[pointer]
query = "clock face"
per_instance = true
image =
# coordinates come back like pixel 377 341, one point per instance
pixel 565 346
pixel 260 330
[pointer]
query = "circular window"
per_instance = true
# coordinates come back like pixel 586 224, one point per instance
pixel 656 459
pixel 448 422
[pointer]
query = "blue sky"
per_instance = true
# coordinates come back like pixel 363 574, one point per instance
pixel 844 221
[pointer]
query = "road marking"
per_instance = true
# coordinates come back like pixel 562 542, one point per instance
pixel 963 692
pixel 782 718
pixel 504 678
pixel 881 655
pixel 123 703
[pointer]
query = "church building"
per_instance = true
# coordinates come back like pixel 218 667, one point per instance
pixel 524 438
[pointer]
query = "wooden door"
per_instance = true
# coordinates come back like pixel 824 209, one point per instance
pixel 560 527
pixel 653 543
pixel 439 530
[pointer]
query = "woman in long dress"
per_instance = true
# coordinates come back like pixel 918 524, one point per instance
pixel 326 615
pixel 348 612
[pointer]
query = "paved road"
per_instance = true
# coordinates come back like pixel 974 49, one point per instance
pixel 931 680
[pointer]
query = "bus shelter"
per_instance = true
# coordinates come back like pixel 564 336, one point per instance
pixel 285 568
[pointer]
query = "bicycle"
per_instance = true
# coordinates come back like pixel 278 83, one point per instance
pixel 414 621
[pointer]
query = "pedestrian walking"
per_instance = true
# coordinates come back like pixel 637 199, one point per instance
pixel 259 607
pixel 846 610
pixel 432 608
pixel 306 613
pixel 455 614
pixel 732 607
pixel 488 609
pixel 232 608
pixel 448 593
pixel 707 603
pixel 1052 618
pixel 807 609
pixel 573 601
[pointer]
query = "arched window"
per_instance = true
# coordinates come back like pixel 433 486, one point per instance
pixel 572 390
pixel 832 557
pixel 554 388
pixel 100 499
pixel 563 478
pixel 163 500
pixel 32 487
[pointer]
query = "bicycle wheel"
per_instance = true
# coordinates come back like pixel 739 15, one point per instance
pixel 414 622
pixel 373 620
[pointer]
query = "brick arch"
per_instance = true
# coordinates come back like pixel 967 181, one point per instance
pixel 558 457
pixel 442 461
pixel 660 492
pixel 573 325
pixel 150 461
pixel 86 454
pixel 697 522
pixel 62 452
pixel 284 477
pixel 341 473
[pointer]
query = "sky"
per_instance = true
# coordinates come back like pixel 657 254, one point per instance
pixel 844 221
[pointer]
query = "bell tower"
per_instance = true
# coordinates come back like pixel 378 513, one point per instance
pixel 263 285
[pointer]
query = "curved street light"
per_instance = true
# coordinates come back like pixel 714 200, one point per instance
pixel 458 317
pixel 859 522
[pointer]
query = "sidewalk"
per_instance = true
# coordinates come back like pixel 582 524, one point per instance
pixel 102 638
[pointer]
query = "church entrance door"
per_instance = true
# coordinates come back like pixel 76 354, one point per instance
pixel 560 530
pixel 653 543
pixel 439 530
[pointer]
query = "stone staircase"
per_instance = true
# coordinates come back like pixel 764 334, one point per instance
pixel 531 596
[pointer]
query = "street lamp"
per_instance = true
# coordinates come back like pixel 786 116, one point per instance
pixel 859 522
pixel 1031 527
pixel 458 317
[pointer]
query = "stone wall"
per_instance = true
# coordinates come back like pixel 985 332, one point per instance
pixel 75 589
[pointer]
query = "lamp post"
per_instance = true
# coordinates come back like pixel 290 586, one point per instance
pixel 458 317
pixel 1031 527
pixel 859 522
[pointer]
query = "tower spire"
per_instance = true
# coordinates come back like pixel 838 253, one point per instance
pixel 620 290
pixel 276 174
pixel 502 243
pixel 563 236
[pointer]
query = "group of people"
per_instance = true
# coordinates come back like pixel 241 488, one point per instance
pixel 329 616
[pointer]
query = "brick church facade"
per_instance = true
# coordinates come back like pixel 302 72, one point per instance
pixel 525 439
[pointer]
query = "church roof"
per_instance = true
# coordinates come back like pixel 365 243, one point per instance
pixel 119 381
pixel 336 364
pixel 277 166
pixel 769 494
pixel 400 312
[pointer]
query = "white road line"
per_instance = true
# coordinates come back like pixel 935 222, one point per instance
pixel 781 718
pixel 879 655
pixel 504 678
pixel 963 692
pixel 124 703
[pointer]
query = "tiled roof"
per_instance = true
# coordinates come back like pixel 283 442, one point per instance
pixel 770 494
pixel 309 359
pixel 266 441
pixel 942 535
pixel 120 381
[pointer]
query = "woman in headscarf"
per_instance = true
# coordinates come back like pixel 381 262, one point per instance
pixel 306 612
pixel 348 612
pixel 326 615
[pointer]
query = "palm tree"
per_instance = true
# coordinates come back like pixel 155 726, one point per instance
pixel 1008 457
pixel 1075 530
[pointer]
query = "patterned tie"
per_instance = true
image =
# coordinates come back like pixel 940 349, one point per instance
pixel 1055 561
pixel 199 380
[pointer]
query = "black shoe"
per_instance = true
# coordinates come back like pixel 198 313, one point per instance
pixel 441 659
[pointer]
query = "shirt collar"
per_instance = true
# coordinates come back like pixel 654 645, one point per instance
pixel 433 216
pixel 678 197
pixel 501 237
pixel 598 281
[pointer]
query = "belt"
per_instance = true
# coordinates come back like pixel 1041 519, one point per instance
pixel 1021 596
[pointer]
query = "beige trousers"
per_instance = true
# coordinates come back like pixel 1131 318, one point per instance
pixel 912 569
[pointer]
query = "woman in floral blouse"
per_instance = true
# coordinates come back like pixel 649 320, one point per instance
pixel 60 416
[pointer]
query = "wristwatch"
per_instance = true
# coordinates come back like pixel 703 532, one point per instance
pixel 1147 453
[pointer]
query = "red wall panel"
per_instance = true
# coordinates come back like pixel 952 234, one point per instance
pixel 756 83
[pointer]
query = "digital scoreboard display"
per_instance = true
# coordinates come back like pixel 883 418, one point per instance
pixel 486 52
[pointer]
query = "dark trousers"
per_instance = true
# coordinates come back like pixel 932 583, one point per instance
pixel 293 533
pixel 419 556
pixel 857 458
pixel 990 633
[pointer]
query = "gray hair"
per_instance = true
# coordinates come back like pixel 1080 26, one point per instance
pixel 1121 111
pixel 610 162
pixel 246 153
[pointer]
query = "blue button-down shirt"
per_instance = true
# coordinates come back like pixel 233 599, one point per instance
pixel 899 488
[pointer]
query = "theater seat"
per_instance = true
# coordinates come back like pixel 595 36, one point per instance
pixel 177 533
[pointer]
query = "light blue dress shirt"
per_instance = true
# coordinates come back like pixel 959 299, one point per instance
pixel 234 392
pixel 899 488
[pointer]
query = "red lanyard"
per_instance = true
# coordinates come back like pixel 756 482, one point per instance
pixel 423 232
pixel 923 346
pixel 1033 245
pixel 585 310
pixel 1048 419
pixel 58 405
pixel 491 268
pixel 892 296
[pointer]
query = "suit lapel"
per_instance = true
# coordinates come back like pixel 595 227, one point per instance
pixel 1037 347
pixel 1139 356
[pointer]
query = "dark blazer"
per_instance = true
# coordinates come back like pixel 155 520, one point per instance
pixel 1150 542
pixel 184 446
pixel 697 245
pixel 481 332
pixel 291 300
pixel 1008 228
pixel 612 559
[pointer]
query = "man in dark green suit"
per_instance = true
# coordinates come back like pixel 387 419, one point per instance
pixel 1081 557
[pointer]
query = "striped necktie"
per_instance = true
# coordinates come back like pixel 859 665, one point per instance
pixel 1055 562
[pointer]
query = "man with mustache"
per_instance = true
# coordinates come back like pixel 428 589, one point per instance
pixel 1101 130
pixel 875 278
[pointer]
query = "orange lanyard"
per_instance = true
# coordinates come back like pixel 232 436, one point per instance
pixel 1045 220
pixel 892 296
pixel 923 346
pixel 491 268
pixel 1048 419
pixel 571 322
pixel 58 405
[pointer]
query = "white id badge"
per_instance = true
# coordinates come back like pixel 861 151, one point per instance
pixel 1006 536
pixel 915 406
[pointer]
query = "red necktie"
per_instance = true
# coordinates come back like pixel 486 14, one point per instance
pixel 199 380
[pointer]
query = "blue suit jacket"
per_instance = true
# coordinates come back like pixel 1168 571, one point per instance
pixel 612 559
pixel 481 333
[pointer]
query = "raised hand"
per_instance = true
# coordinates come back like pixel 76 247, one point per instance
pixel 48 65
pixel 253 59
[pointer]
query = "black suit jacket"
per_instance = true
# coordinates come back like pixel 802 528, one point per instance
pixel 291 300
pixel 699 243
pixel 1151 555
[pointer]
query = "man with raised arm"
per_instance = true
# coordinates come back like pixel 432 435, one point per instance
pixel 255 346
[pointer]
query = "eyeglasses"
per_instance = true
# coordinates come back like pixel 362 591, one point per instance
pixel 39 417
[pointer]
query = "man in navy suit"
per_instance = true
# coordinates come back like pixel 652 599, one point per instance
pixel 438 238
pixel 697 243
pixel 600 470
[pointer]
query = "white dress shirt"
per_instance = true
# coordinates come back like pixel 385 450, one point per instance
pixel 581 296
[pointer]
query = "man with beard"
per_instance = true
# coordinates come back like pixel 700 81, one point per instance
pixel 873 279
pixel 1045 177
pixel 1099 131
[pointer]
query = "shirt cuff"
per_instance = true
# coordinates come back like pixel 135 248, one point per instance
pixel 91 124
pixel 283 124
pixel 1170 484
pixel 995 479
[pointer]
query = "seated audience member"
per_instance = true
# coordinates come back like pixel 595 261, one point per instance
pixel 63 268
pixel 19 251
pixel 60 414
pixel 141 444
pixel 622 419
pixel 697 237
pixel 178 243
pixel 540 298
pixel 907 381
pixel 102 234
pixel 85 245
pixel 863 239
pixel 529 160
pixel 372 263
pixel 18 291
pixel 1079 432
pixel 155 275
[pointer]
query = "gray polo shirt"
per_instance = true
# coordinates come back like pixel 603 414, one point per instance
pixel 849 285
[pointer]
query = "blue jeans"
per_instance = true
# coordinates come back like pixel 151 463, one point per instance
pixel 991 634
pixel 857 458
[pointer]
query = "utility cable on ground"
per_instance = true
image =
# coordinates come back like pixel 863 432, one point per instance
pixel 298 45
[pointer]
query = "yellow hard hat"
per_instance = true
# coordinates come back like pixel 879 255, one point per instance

○ ○ ○

**TASK BRIEF:**
Filter the records above so that only the lines containing the word "dark" remain, copying each such line in full.

**REPLY:**
query = "dark trousers"
query = "dark blazer"
query = "man in dark green suit"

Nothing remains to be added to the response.